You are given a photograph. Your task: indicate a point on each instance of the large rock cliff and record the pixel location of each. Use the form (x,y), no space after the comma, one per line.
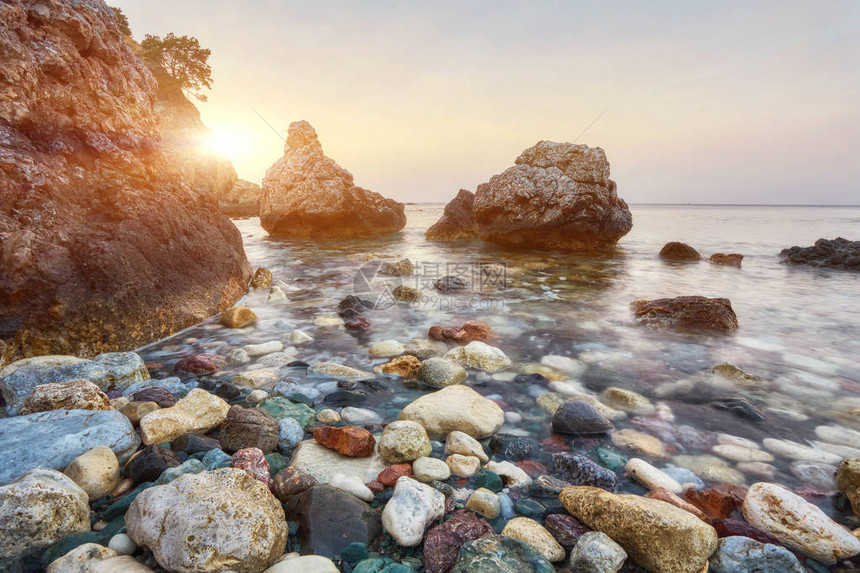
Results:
(307,195)
(556,196)
(102,245)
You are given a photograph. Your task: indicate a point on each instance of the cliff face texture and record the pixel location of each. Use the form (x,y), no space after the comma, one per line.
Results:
(102,245)
(556,196)
(307,195)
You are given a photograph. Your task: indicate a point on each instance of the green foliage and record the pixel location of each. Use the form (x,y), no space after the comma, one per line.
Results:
(181,59)
(122,19)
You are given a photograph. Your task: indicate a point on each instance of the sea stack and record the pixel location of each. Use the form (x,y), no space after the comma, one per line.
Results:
(104,247)
(557,196)
(306,195)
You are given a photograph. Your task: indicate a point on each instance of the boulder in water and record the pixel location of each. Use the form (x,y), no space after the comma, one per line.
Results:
(306,195)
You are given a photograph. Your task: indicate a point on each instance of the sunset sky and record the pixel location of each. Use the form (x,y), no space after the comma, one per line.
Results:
(741,102)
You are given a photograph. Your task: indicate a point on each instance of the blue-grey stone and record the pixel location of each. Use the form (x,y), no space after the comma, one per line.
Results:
(107,371)
(53,439)
(596,552)
(739,554)
(290,434)
(500,554)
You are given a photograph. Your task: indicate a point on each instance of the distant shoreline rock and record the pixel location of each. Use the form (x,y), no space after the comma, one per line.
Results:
(306,195)
(837,253)
(557,196)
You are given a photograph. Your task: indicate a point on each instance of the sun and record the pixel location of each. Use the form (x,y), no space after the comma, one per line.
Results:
(225,144)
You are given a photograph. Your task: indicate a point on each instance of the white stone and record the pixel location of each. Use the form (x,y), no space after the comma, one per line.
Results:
(411,510)
(386,348)
(255,378)
(211,521)
(463,466)
(351,484)
(81,559)
(839,435)
(464,444)
(456,407)
(403,441)
(96,471)
(513,476)
(798,524)
(39,508)
(651,477)
(799,452)
(300,337)
(428,469)
(198,412)
(122,544)
(479,355)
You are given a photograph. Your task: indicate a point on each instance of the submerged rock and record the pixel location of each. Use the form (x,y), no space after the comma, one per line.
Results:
(500,554)
(443,542)
(458,408)
(458,222)
(413,507)
(331,519)
(306,195)
(836,253)
(111,245)
(798,523)
(675,251)
(687,313)
(39,508)
(658,536)
(741,554)
(61,436)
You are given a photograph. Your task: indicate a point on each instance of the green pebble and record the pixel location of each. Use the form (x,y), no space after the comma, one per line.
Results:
(354,552)
(529,507)
(611,460)
(489,480)
(280,407)
(118,508)
(381,565)
(276,463)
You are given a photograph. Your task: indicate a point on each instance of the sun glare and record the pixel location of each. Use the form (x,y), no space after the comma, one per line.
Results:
(226,144)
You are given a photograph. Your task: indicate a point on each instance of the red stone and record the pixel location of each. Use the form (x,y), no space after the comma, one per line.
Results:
(349,440)
(443,542)
(718,502)
(554,443)
(532,468)
(254,462)
(391,474)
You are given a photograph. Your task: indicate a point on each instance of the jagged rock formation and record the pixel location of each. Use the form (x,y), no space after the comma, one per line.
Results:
(837,253)
(307,195)
(556,196)
(102,246)
(458,221)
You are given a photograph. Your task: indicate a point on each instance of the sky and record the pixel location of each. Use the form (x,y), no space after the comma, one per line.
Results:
(751,102)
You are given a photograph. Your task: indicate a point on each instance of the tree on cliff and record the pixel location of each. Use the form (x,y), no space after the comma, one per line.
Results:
(122,19)
(181,59)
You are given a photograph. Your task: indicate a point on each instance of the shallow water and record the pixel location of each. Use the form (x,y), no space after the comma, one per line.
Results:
(799,327)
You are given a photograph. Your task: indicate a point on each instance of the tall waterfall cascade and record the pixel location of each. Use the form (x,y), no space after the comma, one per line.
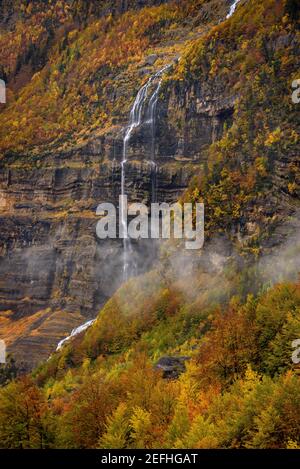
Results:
(142,113)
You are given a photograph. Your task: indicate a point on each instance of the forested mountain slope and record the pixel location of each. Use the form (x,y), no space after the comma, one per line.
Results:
(197,350)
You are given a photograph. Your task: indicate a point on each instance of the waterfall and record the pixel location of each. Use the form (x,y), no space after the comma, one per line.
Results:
(137,118)
(74,332)
(232,8)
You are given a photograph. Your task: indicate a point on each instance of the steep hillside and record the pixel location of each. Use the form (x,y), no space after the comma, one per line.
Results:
(71,83)
(197,351)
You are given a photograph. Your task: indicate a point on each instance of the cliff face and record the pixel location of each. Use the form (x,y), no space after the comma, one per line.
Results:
(50,254)
(54,272)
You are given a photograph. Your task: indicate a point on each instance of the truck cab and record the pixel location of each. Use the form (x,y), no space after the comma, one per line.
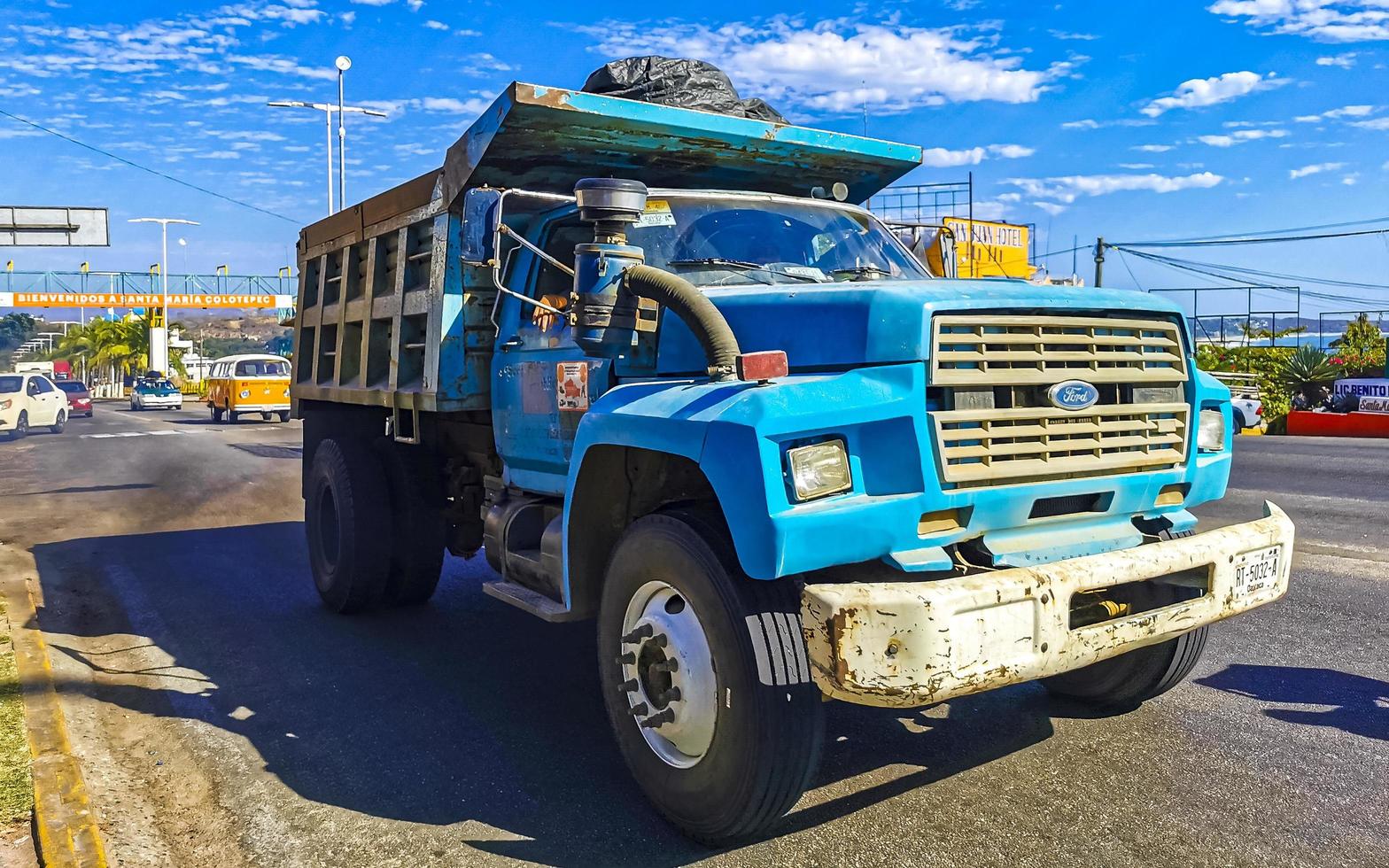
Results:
(657,367)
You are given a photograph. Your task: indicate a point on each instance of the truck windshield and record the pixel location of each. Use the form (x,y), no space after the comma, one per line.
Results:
(745,239)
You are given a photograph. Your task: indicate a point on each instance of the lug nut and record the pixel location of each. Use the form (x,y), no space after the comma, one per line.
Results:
(659,720)
(640,633)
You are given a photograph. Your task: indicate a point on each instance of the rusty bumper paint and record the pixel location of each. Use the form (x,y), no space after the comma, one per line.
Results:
(914,643)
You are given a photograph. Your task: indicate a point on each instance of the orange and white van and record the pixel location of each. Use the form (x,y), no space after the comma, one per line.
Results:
(249,384)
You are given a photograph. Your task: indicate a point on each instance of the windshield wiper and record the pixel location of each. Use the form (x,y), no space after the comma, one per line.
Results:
(743,266)
(861,269)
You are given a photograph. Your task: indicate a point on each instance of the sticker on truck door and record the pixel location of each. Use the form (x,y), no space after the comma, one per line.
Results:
(571,379)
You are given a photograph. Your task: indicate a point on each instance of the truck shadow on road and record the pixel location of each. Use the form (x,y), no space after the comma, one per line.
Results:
(1357,704)
(459,710)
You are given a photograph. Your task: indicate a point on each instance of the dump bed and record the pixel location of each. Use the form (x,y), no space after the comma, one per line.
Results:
(388,313)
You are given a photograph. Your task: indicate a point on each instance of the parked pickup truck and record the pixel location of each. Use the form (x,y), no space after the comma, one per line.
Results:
(656,366)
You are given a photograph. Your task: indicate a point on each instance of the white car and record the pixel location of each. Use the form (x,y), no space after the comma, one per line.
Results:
(1249,413)
(31,400)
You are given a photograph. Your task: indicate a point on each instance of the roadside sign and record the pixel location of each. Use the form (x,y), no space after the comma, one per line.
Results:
(999,251)
(58,227)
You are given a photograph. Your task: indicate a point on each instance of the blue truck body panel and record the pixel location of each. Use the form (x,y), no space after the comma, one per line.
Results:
(739,432)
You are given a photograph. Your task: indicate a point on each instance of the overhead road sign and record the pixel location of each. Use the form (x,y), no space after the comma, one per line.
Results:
(56,227)
(128,300)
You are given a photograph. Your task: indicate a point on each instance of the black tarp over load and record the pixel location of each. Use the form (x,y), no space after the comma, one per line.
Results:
(677,81)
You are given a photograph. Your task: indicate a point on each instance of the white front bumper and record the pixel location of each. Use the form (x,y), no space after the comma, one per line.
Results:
(914,643)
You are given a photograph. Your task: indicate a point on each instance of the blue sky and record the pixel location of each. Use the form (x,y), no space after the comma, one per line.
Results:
(1129,120)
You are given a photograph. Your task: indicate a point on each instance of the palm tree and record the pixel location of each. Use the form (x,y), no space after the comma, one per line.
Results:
(1306,369)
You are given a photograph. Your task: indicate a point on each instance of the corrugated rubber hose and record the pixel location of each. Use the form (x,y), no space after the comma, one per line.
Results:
(694,310)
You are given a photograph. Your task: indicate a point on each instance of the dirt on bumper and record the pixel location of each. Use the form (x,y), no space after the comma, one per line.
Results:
(914,643)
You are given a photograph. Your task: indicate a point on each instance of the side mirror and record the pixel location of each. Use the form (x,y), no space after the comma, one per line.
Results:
(479,225)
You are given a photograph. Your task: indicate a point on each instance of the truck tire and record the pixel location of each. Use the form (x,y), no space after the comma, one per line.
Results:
(417,539)
(346,521)
(1139,675)
(735,746)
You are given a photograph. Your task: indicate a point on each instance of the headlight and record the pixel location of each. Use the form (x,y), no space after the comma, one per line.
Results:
(1210,434)
(819,469)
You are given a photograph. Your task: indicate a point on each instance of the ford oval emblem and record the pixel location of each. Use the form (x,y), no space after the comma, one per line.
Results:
(1073,395)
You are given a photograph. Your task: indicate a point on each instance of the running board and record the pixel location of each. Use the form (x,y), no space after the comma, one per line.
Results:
(530,601)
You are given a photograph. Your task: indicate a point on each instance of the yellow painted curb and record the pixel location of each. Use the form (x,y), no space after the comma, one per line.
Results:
(66,825)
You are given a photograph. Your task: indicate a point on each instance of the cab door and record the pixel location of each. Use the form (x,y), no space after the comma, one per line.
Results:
(46,401)
(542,384)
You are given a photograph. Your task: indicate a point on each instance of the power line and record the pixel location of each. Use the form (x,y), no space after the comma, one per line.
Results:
(1247,241)
(144,168)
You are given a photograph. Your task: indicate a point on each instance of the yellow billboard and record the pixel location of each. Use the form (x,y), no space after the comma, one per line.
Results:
(989,249)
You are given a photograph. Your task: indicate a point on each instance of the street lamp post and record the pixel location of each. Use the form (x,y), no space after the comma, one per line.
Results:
(328,109)
(344,64)
(159,327)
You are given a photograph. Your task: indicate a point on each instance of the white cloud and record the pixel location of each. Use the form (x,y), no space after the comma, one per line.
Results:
(1198,92)
(1345,60)
(1070,188)
(1318,19)
(1345,112)
(1239,136)
(941,157)
(838,66)
(1315,170)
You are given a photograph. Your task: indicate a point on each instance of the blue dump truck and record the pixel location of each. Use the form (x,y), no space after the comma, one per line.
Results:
(668,378)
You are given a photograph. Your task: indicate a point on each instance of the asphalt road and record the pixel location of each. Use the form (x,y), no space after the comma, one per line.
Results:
(222,718)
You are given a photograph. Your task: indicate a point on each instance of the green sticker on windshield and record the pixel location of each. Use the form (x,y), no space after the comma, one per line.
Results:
(657,214)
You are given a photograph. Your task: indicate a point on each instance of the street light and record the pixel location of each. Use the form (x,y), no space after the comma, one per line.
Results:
(328,109)
(159,334)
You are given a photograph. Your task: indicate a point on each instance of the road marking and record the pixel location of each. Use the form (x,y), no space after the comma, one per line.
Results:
(142,434)
(64,819)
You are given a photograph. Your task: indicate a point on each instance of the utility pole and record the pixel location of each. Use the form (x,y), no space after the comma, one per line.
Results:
(328,109)
(344,64)
(159,328)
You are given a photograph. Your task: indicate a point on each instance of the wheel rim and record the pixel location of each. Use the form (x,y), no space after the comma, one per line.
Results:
(667,674)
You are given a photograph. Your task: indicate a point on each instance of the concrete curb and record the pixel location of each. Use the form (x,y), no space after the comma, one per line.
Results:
(66,828)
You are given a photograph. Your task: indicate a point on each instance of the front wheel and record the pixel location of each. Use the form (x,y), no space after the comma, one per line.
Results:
(706,679)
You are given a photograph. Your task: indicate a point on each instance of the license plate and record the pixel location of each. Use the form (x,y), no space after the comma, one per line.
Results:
(1256,570)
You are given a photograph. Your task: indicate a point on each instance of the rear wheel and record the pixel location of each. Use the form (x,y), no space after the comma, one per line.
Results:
(346,517)
(417,527)
(706,681)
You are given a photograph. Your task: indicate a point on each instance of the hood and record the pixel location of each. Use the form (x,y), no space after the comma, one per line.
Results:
(826,327)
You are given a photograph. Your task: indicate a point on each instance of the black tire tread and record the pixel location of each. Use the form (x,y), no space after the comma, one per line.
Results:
(361,498)
(415,521)
(772,787)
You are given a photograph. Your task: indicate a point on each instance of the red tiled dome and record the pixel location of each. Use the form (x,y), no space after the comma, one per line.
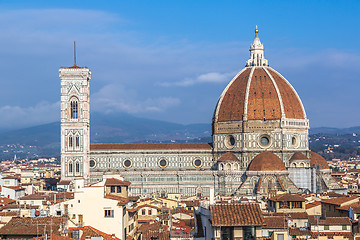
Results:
(267,161)
(298,156)
(317,160)
(258,92)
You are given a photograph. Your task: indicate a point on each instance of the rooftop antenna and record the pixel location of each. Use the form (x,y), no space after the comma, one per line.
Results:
(74,53)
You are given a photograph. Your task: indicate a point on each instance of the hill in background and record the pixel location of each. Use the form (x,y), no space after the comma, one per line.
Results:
(44,140)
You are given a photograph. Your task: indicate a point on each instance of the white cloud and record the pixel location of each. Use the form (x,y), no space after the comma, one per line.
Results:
(116,98)
(18,117)
(211,77)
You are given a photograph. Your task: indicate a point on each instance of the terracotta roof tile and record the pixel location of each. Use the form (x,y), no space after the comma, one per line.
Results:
(340,200)
(236,214)
(317,160)
(312,204)
(263,101)
(229,156)
(231,107)
(266,161)
(299,215)
(298,156)
(330,221)
(287,197)
(116,182)
(64,182)
(298,232)
(122,200)
(292,105)
(31,226)
(275,222)
(49,196)
(149,146)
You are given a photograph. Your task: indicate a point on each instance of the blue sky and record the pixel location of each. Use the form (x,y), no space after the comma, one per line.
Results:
(170,60)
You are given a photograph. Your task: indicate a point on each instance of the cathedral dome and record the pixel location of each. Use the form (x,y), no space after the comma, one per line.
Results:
(267,161)
(258,92)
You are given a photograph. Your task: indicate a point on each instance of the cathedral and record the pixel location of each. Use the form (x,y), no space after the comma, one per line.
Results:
(259,142)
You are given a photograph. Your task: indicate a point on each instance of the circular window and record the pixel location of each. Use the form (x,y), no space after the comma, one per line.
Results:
(163,163)
(127,163)
(264,141)
(197,163)
(230,141)
(92,163)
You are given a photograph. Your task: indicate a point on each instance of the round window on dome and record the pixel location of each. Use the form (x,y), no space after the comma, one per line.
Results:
(197,163)
(127,163)
(92,163)
(264,141)
(163,163)
(230,141)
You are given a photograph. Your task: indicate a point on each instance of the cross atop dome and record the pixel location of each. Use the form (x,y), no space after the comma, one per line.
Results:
(257,52)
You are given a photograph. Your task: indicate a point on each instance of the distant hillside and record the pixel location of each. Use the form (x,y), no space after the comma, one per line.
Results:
(44,140)
(328,130)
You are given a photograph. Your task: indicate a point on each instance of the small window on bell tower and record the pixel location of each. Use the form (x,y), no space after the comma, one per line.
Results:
(74,109)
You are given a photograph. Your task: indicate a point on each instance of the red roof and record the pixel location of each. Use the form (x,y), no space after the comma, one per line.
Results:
(339,200)
(116,182)
(236,214)
(121,200)
(298,156)
(149,146)
(317,160)
(263,101)
(287,197)
(64,182)
(312,204)
(329,221)
(266,161)
(32,226)
(275,222)
(229,156)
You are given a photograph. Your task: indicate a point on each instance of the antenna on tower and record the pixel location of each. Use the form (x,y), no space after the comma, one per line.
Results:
(74,53)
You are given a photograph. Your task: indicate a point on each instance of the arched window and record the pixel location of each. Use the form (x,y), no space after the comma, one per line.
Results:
(74,108)
(77,166)
(77,141)
(70,168)
(70,142)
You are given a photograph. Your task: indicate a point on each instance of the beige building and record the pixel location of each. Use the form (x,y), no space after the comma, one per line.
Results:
(101,205)
(259,112)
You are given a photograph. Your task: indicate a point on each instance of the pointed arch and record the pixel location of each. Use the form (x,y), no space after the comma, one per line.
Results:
(70,168)
(74,107)
(77,167)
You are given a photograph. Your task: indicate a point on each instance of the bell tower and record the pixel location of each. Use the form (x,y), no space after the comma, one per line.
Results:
(75,122)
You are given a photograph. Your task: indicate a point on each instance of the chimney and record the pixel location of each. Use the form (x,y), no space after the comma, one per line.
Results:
(212,196)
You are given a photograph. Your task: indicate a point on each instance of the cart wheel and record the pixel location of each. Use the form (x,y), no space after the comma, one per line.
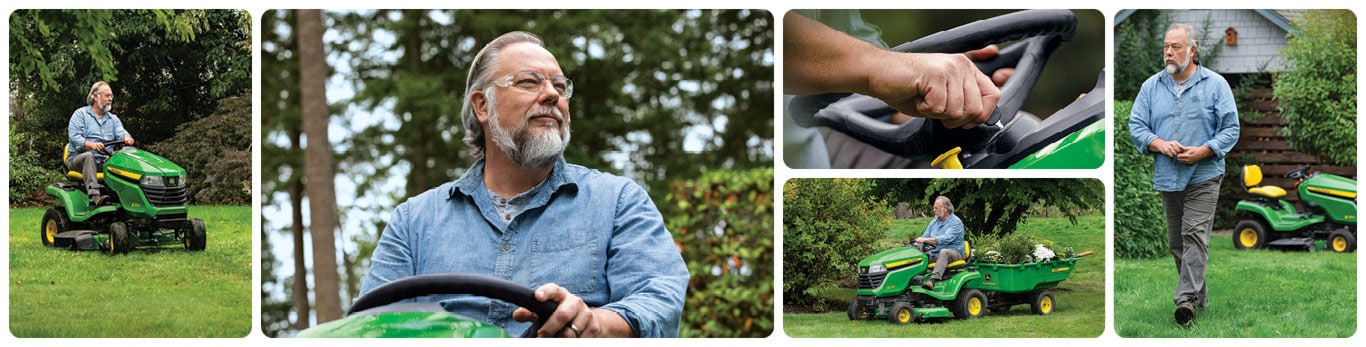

» What you are asked to do:
Pick out every line above that contains the string "sticker", and copy each one in full.

» Answer to the exercise:
You are given a photograph. Your task: indicate a point on each instance of the sticker on truck door and record the pixel location of each. Use the form (x,y), no space after the comma, one per line.
You are given a photograph. Your task: indicate a point on each instance of the green sticker on windshield and record the pixel location of each. Use the form (x,y), no space after the comma, one per line.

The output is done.